They both, Patrick, and Hannah, knew what it was like to have their life turned upside down, to move from a life of privilege to having everything taken away from them, from the familiar to the strange, from security to dependence on others. It was their deep trust in God that kept them going, a loving relationship with God that called them both to bear witness to God in difficult environments. Their lives, often an experience of walking in darkness, were deeply rooted in prayer.

We have come to know and sing this faith of Patrick in a familiar hymn; a faith expressed both as “Christ with me, Christ before me, Christ behind me,  Christ in me, Christ beneath me, Christ above me,  Christ on my right, Christ on my left” and as “Christ in the mouth of everyone who speaks to me, Christ in the eye of everyone who sees me”. Their faith had an essential interior dimension and an essential communal dimension – we need both, they go hand in hand, and both Patrick and Mother Hannah are fine role models for us.

It is for us, you in your faith communities and us Sisters in my community, to embody this same faith. We are called to be communities where faith is alive, where healing touch is felt, where words of comfort and compassion are heard, where people are supported, and where the Word of God inspires.

> [Prompt 1] In the passage about Patrick and Hannah, list every description of the communities that follows the word "where" in the final paragraph.
> [Prompt 2] Extract from the passage about Patrick and Hannah, word for word, everything from "We have come" down to "of God inspires.".
> [Prompt 3] Write what comes next in the passage about Patrick and Hannah, starting after its last sentence.
The material has nothing to do with the passage about Patrick and Hannah.

> [Dataset content]

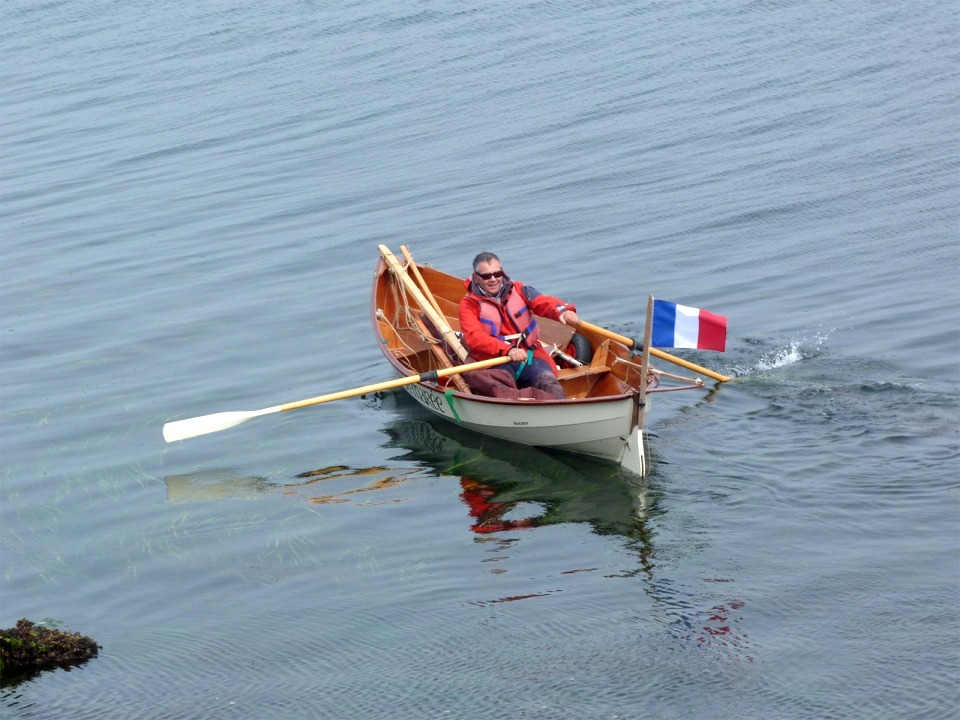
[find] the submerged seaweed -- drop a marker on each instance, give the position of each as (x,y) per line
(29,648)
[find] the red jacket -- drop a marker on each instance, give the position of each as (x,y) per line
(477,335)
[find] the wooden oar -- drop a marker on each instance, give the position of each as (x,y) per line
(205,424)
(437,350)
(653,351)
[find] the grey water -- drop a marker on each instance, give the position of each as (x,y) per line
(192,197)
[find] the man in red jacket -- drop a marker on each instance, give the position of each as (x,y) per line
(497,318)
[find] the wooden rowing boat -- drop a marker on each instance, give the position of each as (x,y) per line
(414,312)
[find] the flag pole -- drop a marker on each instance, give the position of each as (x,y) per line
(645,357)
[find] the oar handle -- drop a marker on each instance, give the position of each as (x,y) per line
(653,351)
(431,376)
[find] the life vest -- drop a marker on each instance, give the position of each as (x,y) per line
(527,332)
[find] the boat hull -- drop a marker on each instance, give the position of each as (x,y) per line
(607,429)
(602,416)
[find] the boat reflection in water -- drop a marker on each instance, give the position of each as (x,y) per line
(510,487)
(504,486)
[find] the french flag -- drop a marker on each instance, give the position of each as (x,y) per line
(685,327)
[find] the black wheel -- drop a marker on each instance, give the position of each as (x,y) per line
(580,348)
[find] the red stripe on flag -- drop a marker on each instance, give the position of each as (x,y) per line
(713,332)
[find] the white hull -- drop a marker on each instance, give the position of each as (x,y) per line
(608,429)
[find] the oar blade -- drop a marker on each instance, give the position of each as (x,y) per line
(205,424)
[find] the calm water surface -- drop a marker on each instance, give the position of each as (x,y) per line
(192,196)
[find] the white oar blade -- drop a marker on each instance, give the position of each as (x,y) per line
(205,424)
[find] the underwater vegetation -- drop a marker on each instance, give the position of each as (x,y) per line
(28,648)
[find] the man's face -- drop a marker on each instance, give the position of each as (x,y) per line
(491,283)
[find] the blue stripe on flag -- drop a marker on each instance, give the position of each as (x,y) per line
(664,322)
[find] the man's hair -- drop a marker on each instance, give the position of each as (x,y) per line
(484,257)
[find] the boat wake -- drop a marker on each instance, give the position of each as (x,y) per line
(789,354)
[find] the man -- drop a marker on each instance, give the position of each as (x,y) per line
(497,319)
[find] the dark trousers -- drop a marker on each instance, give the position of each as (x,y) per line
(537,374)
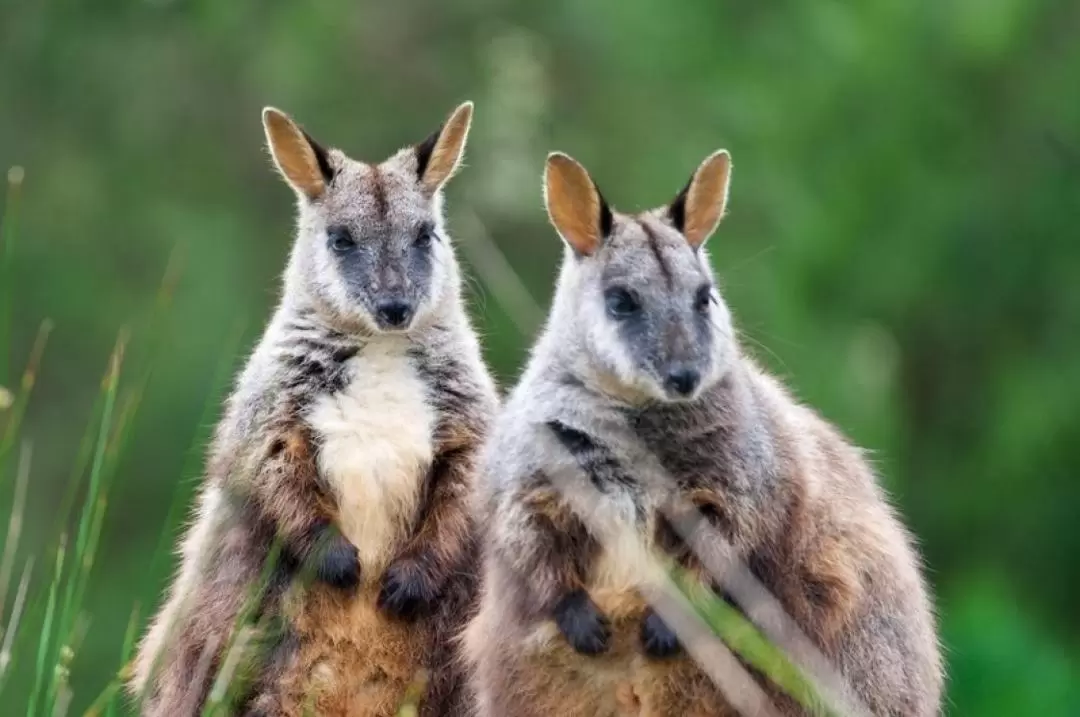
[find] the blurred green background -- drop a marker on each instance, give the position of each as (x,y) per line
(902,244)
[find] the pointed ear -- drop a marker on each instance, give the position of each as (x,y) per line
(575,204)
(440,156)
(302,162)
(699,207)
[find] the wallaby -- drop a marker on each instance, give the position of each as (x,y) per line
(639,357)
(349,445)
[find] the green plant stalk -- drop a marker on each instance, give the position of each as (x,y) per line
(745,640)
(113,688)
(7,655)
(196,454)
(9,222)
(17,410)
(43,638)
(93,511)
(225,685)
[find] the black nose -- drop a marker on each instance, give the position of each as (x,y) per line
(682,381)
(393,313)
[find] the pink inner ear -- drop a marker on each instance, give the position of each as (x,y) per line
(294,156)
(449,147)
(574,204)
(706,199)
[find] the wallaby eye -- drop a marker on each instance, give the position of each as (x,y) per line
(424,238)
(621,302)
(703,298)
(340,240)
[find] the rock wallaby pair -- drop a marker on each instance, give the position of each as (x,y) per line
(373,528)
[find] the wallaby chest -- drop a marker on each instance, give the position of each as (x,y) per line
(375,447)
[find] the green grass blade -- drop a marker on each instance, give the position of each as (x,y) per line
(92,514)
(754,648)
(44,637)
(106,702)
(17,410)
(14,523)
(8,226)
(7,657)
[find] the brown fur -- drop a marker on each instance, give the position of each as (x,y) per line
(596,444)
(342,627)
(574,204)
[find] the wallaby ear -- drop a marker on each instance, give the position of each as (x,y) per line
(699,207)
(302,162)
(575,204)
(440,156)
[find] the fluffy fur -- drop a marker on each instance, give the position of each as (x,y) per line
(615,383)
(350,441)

> [Answer box 1]
- faith is alive
- healing touch is felt
- words of comfort and compassion are heard
- people are supported
- the Word of God inspires

> [Answer box 2]
We have come to know and sing this faith of Patrick in a familiar hymn; a faith expressed both as “Christ with me, Christ before me, Christ behind me,  Christ in me, Christ beneath me, Christ above me,  Christ on my right, Christ on my left” and as “Christ in the mouth of everyone who speaks to me, Christ in the eye of everyone who sees me”. Their faith had an essential interior dimension and an essential communal dimension – we need both, they go hand in hand, and both Patrick and Mother Hannah are fine role models for us.

It is for us, you in your faith communities and us Sisters in my community, to embody this same faith. We are called to be communities where faith is alive, where healing touch is felt, where words of comfort and compassion are heard, where people are supported, and where the Word of God inspires.

> [Answer box 3]
As a Community, the Sisterhood of St John the Divine over these 140 years has tried to humbly embody this faith and these values. Throughout the years we have lived a life of prayer and service, quietly opening our home to others, with ministries across Canada, including hospitals, schools, an orphanage, mission houses, and other ministries among the vulnerable poor in cities across Canada. In every place we have worked, hospitality has been at the core of our mission.  Today our Guest House offers hospitality to both groups and individuals, those who come to share our life. Many have experienced our home as an oasis in times when they have been spiritually hungry, or in need of rest and prayer. This ministry has continued to grow over the years, along with offering spiritual direction, retreats, quiet days, workshops and space for parishes, Diocesan and National church groups, people of other denominations and faith groups to gather and explore and deepen their relationship with God. One of the gifts of these past few years of COVID has been the challenge to reach out and share the good news with others in diverse ways, and it has taught us just how much all of us need each other. Now in-person, online zoom, live stream, as well as hybrid formats, are part of our outreach and ministry.

Today we need your help in a particular way. Our Guest House building was constructed in 1953 and was partially updated in 2004 when we moved from our Convent on Botham Road to our present Convent on Cummer Avenue. The Guest House, like any home, needs maintenance and renewal to meet the needs of our guests and today’s building code standards. There is an urgent need to replace the roof, the windows, and the heating and cooling systems with more environmentally friendly systems, as well as to upgrade and in some cases reconstruct bedrooms, bathrooms, and meeting rooms. One of the most crucial reconstruction projects is a new accessible entrance into the Guest House. These extraordinary repairs, costing us 6 million dollars, need your support. Through contributions from our own Founders fund and from those who have already supported us, we have raised nearly 5 million. We have a life to share, and we look forward to continuing the ministry of hospitality and retreats for many years to come. We cannot do it without help.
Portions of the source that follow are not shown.